Records provided:
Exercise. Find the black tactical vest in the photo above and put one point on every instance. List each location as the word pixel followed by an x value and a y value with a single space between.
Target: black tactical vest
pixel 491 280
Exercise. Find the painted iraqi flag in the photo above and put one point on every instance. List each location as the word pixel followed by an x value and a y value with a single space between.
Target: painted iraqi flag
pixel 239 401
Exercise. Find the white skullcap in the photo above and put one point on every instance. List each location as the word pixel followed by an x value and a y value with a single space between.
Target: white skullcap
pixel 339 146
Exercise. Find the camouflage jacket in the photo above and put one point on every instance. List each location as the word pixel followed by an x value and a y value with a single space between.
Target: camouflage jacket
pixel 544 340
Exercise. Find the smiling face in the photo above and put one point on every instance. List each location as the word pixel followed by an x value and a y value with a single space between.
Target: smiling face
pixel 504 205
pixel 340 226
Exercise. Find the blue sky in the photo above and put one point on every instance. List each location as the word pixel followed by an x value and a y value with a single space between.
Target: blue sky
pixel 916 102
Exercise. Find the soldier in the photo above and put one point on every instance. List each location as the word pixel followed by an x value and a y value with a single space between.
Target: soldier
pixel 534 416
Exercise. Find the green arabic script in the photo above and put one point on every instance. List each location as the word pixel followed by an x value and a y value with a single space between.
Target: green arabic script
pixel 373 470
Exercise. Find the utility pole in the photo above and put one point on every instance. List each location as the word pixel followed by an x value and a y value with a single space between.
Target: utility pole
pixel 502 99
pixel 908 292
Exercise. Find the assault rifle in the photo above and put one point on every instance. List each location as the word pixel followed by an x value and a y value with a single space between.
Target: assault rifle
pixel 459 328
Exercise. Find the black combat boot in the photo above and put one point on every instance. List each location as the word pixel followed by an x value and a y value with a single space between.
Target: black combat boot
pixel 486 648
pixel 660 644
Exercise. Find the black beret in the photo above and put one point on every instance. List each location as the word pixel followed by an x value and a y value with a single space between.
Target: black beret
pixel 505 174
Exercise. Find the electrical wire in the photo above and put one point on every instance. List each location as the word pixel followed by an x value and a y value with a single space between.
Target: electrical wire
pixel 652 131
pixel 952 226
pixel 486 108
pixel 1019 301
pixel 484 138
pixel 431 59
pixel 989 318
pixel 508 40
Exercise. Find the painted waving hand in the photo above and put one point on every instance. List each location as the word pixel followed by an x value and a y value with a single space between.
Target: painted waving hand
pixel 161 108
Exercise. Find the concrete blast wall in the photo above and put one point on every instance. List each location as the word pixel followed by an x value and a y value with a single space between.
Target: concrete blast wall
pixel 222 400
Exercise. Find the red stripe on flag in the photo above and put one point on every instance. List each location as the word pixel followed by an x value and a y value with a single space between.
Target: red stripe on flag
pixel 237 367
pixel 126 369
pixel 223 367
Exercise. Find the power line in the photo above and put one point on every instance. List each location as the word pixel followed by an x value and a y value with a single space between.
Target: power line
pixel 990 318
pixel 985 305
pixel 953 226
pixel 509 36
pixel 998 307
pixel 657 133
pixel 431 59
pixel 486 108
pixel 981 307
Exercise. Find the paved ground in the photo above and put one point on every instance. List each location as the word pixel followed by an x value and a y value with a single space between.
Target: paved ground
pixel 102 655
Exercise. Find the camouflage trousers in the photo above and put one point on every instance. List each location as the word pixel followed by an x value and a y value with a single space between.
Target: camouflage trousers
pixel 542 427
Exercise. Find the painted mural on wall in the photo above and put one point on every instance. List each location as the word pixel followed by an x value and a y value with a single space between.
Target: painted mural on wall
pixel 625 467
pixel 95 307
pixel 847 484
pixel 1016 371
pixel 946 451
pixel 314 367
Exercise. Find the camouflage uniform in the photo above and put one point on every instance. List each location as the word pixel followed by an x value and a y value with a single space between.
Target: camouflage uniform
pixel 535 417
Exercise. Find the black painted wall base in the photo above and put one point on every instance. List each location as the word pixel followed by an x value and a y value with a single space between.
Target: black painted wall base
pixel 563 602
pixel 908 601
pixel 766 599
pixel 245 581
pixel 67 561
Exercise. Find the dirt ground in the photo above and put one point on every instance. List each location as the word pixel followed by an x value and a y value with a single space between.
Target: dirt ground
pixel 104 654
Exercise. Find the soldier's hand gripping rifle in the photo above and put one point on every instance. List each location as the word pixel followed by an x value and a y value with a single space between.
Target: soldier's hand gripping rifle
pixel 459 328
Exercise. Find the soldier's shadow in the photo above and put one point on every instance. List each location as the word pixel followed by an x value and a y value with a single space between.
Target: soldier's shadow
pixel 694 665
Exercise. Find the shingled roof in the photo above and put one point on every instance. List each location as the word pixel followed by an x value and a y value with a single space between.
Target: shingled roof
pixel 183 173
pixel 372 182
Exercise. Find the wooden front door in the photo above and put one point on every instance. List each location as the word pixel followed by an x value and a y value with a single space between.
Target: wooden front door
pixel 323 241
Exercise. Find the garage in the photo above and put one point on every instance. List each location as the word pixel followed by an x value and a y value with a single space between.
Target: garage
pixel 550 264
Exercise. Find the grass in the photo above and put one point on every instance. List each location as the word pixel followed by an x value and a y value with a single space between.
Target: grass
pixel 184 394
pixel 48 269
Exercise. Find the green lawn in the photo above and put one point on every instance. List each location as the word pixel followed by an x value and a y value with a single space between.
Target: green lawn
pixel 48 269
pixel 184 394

Exercise objective: Can you rewrite all the items above, changing every "Target" to "Label" and leaving everything else as it is?

Task solution:
Exercise. Find the black tactical vest in the photo above and put one point on every instance. List each location as the word pixel followed by an x value and a y value with a single space between.
Label: black tactical vest
pixel 491 280
Exercise. Find the painted iraqi flag in the photo above and put one point on every instance. List each location as the word pixel followed by an x value and a y value with a single space between.
Label: painted iraqi flag
pixel 239 401
Exercise. Find the white skullcap in the photo above and put one point on every instance. List each location as the word pixel followed by an x value and a y value with a single space between.
Label: white skullcap
pixel 339 146
Exercise. Find the camouflage jacket in the photo above and put one point on every instance. List each location as the word pixel followed by an x value and a y value with a single space between.
Label: camouflage jacket
pixel 544 340
Exercise. Find the smiling face in the photo above and put one point on every instance. List each location as the word pixel followed by an x value and a y value with a single space between.
Label: smiling face
pixel 504 205
pixel 340 226
Exercise. Find the blue sky in the photo above and put one point on every instance. List each location as the word pixel followed by an x value and a y value with a single space between.
Label: blue sky
pixel 916 102
Exercise. Find the soldier in the photo above and put one point on every instance. List each location as the word pixel followed by an x value and a y value with a single space between.
Label: soldier
pixel 534 416
Exercise. Find the green arabic script in the photo above and put one point on every instance. List each location as the word pixel followed by an x value and a y value with a single space between.
Label: green arabic script
pixel 373 470
Exercise. Find the utility pole in the photo above and put one point on every instance. List each location as the word pixel followed by an x value and a y value with a single space between.
Label: utility pole
pixel 502 99
pixel 908 292
Exercise. Find the assault rifle in the photo above and put one point on every instance. List each location as the word pixel followed by an x value and a y value with a single space between.
Label: assault rifle
pixel 459 328
Exercise. Find the black combat boot in the photo above and put one point on every instance. List each location as the word pixel followed by an x value and a y value with a single space between.
Label: black combat boot
pixel 486 648
pixel 660 644
Exercise. Find the black beret in the photo above and put one point on every instance. List each location as the word pixel followed by an x value and a y value with a single space between.
Label: black beret
pixel 505 174
Exercise. Find the electrical wire in the photo above and put one point on every instance. List each location as the word pixel followed by an x value and a y value with a single space between.
Label: electrical wire
pixel 652 131
pixel 952 226
pixel 486 108
pixel 1019 301
pixel 484 138
pixel 431 59
pixel 989 318
pixel 508 40
Exercise. Find the painted waving hand in the photo above and put one point on every instance. List each location as the word pixel followed by an x value and a y value with a single space between.
Label: painted waving hand
pixel 161 108
Exercise. Find the concrete blast wall in the photo above and put one point on every instance. List each location as the word pixel followed by an x value and a y value with a single space between.
Label: concrete blast wall
pixel 222 400
Exercise. Find the red stripe on flag in the photo above and put one point on every instance. List each location as the word pixel followed by an x value and a y value with a single space between.
Label: red stripe on flag
pixel 237 367
pixel 126 369
pixel 223 367
Exercise. Find the power line in the photo above and put one point on every instance. List each location as the word pixel followed by an x value and a y value with a single space between.
Label: power line
pixel 990 318
pixel 985 305
pixel 953 226
pixel 509 36
pixel 998 307
pixel 657 133
pixel 431 59
pixel 486 108
pixel 981 307
Exercise. Find the paved ground in the photo above and put one point on every instance. List each location as the word pixel followed by an x value and a y value with a single space between.
Label: paved ground
pixel 102 655
Exercise. Find the camouflage trousers in the photo above and put one point on every instance. List each location as the word pixel followed by an x value and a y value with a single space between.
Label: camouflage trousers
pixel 542 427
Exercise. Find the painted mural on wall in the photo above and put one point on every instance. List each location as the word pixel followed by an x value and a y value with a single space between.
Label: painted mural on wall
pixel 625 467
pixel 95 307
pixel 847 484
pixel 1016 371
pixel 946 451
pixel 314 367
Exercise. Find the camouflage uniform in the photo above and put one point on every instance. List each location as the word pixel followed by an x value and a y value with a single space between.
Label: camouflage uniform
pixel 535 417
Exercise. Find the black painted wall base in the photo above and put one point on every instance. List each location as the word pixel followed by an x value and a y value with a single space between.
Label: black painted wall base
pixel 563 602
pixel 908 601
pixel 766 599
pixel 245 581
pixel 67 561
Exercise. Find the dirt ground in the photo above and put one point on every instance. List each location as the word pixel followed by an x value and a y value with a single space between.
Label: dirt ground
pixel 104 654
Exercise. Find the soldier's hand gripping rifle in the photo above and put one point on every instance. List each location as the word pixel followed by an x value and a y value with a single space between.
Label: soldier's hand gripping rifle
pixel 459 328
Exercise. Find the soldier's shadow in the photo above and put one point on every instance. List each location as the word pixel followed by an x value and a y value with a single space between.
Label: soldier's shadow
pixel 694 665
Exercise. Find the shingled roof in the photo above and put one point on every instance. List each location as the word pixel followed by an x value and a y value with a single space between.
Label: shingled roof
pixel 183 173
pixel 372 182
Exercise. Find the wooden front door in the photo above and put one point on every instance. List each location as the word pixel followed by an x value and a y value with a single space between.
Label: wooden front door
pixel 323 241
Exercise. Find the garage in the photo above and put one point on every instance. List each location as the word pixel followed by an x value and a y value with a single space between.
Label: garage
pixel 550 264
Exercise. Find the grass in the photo above and put one point on every instance. List each location as the word pixel followed by an x value and a y value with a single space between.
Label: grass
pixel 184 394
pixel 48 269
Exercise. Find the green lawn in the photo above and put one point on every instance. List each location as the word pixel followed by an x value and a y value with a single space between.
Label: green lawn
pixel 48 269
pixel 184 394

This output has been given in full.